● **PROVIDED MATERIAL**
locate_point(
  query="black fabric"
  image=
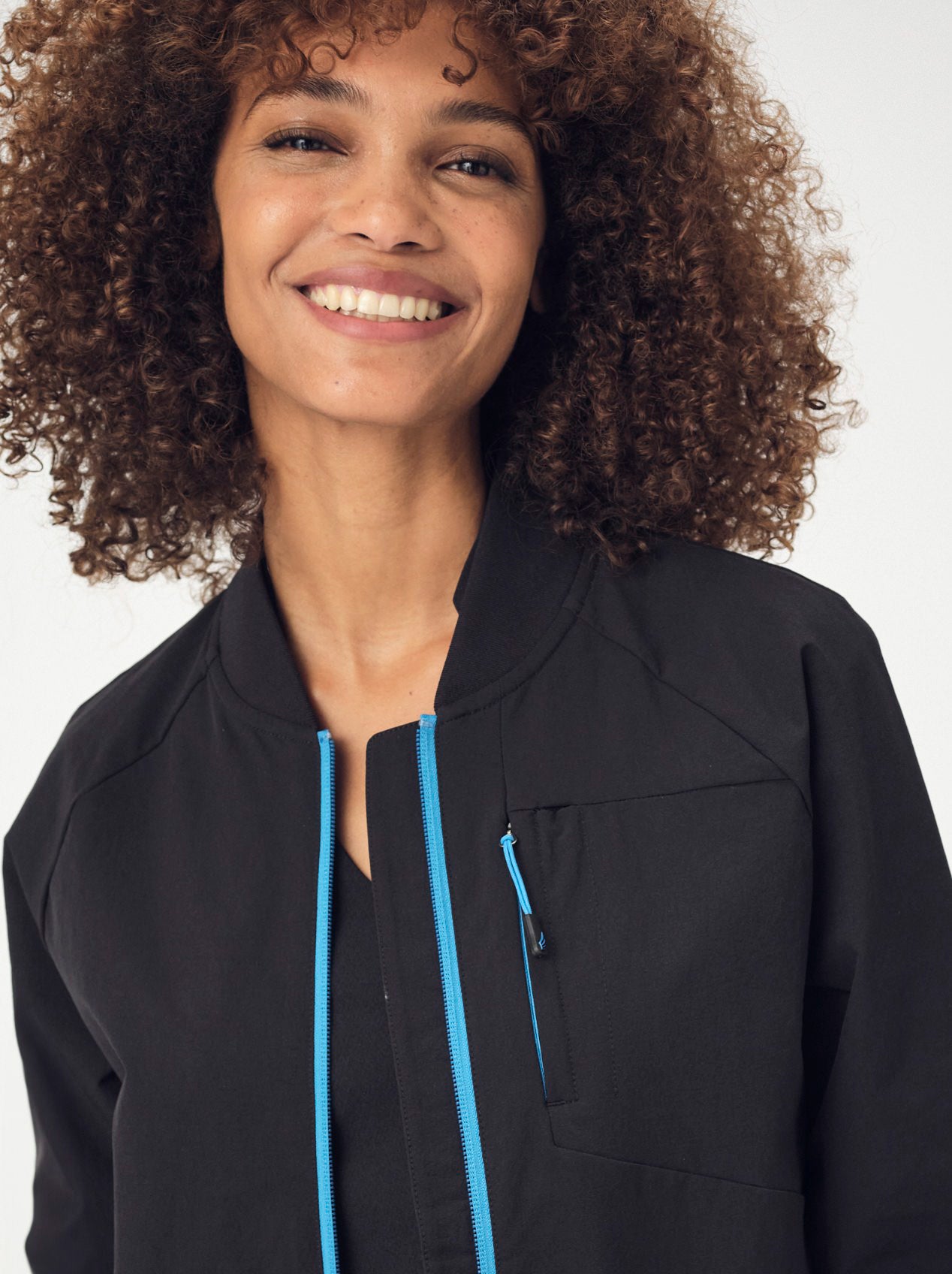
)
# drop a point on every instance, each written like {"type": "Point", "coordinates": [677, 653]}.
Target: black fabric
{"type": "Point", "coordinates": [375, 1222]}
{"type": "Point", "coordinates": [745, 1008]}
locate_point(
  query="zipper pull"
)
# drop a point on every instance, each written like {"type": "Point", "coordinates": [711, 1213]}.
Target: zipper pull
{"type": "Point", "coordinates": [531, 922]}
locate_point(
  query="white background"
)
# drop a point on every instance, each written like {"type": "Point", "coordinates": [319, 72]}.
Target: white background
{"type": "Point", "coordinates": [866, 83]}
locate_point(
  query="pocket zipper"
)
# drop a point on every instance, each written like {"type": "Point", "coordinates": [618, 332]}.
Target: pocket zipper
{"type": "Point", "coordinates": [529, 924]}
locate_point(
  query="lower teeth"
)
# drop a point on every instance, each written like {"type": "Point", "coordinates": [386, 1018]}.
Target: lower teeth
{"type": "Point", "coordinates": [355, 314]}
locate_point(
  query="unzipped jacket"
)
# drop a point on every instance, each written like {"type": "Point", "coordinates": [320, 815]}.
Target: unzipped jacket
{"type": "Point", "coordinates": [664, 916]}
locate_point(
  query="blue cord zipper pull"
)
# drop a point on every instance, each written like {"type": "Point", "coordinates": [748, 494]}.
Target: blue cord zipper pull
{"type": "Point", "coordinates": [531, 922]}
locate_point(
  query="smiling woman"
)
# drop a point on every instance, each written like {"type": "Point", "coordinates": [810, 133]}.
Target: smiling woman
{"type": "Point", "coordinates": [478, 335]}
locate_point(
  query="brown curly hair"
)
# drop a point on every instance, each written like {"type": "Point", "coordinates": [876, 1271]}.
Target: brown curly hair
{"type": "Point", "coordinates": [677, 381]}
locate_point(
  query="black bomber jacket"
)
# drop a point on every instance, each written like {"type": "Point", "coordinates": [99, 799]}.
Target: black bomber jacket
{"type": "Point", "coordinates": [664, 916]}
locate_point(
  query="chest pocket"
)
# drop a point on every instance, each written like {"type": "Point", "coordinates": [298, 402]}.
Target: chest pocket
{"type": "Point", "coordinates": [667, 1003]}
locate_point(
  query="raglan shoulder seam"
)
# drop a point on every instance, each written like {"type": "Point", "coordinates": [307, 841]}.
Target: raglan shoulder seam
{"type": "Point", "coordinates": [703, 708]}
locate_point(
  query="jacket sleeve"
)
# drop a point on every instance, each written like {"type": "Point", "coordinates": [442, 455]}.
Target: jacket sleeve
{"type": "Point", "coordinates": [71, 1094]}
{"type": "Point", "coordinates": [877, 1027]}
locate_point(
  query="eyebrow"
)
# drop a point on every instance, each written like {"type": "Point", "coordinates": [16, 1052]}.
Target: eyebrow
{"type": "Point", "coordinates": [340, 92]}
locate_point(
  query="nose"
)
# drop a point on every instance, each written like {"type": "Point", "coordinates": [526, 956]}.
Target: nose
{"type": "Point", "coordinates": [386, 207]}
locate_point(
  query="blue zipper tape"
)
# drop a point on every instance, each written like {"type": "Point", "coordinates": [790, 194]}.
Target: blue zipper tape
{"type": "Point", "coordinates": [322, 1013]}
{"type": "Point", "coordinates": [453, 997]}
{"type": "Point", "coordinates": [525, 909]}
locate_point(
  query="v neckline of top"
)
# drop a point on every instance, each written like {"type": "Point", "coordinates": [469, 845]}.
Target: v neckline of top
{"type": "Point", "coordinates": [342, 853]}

==

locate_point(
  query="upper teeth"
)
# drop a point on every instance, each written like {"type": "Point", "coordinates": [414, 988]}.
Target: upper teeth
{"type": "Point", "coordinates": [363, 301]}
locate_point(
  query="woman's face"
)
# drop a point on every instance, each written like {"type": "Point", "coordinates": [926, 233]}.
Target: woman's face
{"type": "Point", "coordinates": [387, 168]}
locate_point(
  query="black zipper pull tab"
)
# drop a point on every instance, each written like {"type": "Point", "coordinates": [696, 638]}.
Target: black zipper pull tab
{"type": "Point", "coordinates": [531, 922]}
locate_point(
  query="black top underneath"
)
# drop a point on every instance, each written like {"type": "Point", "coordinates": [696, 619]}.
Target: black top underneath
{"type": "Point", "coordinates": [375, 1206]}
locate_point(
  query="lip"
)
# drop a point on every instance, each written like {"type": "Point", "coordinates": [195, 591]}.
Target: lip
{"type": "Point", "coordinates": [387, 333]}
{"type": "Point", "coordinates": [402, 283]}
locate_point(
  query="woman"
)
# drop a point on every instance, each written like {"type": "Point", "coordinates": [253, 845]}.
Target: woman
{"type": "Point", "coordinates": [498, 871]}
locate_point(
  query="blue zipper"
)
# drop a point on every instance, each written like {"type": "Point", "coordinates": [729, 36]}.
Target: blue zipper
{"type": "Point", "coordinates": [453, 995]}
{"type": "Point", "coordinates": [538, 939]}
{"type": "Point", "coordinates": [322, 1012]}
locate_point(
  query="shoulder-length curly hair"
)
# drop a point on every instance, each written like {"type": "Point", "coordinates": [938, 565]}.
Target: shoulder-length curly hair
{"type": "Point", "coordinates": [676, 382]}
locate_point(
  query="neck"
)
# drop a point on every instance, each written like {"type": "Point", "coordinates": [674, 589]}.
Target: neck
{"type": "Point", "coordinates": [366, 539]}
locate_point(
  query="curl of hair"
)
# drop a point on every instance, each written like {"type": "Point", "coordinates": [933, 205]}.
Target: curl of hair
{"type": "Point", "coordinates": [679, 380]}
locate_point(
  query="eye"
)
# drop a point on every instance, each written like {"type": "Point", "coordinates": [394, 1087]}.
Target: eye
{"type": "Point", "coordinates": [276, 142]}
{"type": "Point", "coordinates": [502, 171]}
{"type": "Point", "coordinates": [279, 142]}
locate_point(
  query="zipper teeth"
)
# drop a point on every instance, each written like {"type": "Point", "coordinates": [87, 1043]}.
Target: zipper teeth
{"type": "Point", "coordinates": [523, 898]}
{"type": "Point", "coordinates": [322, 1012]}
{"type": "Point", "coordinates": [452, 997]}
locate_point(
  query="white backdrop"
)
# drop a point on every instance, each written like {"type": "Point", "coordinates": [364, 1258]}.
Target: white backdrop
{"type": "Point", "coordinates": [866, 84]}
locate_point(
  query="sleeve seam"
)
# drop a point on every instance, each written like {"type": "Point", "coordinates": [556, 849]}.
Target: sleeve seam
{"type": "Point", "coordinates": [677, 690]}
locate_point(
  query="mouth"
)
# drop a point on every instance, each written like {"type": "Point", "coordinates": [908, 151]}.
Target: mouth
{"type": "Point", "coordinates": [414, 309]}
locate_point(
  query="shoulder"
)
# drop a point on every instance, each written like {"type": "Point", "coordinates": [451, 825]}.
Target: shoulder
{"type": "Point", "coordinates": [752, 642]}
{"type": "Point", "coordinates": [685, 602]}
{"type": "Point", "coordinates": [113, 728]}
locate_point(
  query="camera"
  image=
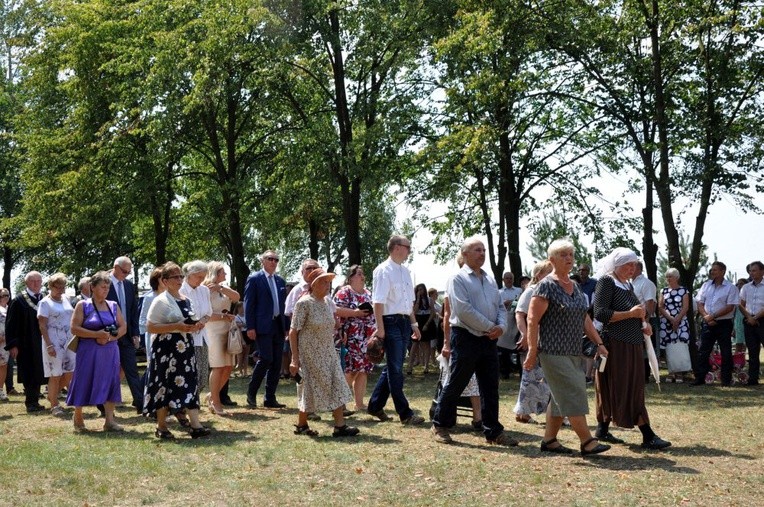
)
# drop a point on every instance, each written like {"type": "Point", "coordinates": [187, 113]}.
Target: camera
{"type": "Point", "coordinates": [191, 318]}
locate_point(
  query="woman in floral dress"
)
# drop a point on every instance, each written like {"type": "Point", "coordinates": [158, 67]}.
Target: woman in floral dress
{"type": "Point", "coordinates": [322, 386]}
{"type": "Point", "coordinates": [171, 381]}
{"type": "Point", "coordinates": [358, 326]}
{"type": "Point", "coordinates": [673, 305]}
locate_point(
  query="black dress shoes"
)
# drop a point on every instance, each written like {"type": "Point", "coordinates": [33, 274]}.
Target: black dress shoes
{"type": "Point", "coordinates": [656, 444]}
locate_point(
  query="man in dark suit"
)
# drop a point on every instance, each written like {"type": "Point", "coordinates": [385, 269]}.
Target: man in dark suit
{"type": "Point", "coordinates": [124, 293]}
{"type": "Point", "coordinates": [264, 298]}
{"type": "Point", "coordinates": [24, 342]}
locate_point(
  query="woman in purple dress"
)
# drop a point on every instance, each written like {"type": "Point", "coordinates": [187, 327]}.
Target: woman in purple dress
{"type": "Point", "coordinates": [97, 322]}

● **WORK REQUIRED**
Show every line of the records that contains the word "jacket".

● **THE OUTPUT**
  query="unzipped jacket"
Target: unzipped jacket
  query="black bomber jacket"
Target: black bomber jacket
  query="jacket sleeve"
Target: jacket sleeve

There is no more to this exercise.